**Detalhes do exercício**:
Transcreva integralmente, sem qualquer alteração, o trecho selecionado sobre os Krahô e o papel da antropologia.

**Trecho selecionado**:
* * *

As demais aldeias se sentiram lesadas e questionaram a legitimidade da associação
para falar em nome de todo o povo Krahô. "A antropologia se propõe
a conhecer o conhecimento dos outros, o que lhe confere um papel importante: realizar
a mediação entre conhecimentos", afirma. Para ela, os antropólogos
devem intervir no embate entre conhecimento tradicional e conhecimento científico
buscando alterar os termos do debate e, contestando, por exemplo, certos pressupostos
sobre a idéia de autoridade, de representatividade ou mesmo de propriedade
para diferentes grupos indígenas.

* * *

**Dados fornecidos**:

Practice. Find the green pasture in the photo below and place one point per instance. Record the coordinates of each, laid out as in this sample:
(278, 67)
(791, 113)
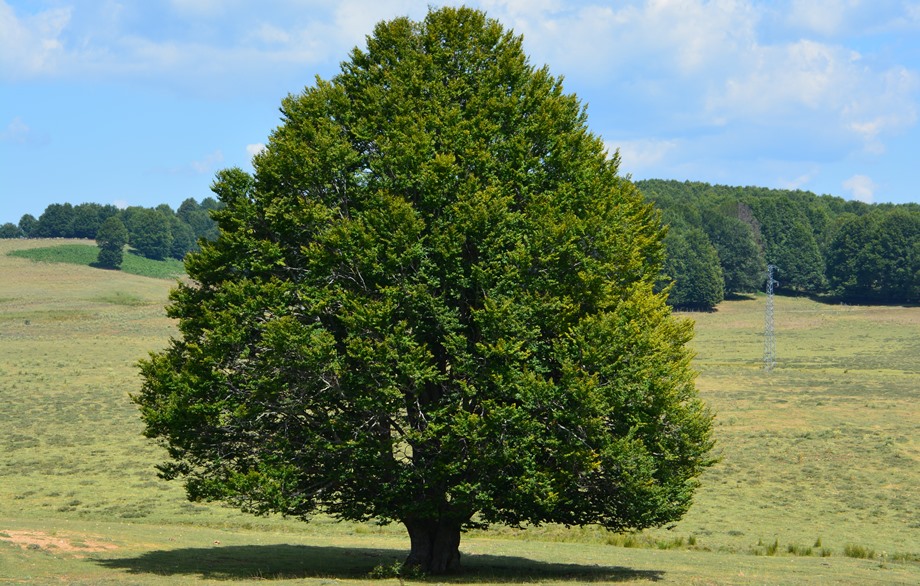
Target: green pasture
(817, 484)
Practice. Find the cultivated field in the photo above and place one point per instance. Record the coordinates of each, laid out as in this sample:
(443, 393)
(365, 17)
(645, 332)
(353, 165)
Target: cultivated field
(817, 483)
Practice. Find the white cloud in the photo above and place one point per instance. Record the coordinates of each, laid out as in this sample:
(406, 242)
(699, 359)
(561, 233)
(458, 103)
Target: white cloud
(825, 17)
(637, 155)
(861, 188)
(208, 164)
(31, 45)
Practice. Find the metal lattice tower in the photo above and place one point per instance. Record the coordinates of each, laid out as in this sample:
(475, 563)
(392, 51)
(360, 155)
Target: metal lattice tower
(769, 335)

* * *

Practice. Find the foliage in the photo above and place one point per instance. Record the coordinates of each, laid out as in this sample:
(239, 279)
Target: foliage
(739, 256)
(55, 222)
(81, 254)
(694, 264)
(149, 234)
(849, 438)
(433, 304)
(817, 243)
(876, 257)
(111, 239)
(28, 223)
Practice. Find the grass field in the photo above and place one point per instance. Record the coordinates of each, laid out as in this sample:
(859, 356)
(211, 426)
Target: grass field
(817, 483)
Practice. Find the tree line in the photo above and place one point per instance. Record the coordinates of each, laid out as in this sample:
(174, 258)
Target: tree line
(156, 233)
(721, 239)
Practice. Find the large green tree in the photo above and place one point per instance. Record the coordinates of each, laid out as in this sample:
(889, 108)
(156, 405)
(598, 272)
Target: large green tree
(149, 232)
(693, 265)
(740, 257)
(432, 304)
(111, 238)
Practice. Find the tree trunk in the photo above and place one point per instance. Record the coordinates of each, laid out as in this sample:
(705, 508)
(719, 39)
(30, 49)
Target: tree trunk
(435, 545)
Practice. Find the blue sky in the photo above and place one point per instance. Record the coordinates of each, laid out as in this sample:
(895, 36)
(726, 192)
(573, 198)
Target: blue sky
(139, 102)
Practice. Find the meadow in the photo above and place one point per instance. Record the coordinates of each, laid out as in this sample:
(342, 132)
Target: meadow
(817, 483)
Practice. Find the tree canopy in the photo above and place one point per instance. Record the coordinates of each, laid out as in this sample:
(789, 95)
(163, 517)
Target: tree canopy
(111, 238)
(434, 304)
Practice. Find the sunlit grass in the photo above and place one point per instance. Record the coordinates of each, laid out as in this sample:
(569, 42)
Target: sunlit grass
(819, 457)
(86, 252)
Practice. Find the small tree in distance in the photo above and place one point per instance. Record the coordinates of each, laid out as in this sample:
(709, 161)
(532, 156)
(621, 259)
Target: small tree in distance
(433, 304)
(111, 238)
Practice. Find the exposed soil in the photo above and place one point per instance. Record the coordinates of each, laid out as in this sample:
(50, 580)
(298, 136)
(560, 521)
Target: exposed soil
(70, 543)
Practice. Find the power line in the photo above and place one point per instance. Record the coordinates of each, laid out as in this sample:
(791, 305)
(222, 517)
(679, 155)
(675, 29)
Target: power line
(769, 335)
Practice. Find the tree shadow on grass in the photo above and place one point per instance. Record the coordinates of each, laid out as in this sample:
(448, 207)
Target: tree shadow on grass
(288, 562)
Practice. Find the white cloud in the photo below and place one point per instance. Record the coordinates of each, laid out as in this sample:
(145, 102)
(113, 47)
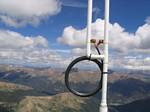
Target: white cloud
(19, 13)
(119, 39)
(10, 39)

* * *

**Exercício concluído**:
As demais aldeias se sentiram lesadas e questionaram a legitimidade da associação
para falar em nome de todo o povo Krahô. "A antropologia se propõe
a conhecer o conhecimento dos outros, o que lhe confere um papel importante: realizar
a mediação entre conhecimentos", afirma. Para ela, os antropólogos
devem intervir no embate entre conhecimento tradicional e conhecimento científico
buscando alterar os termos do debate e, contestando, por exemplo, certos pressupostos
sobre a idéia de autoridade, de representatividade ou mesmo de propriedade
para diferentes grupos indígenas.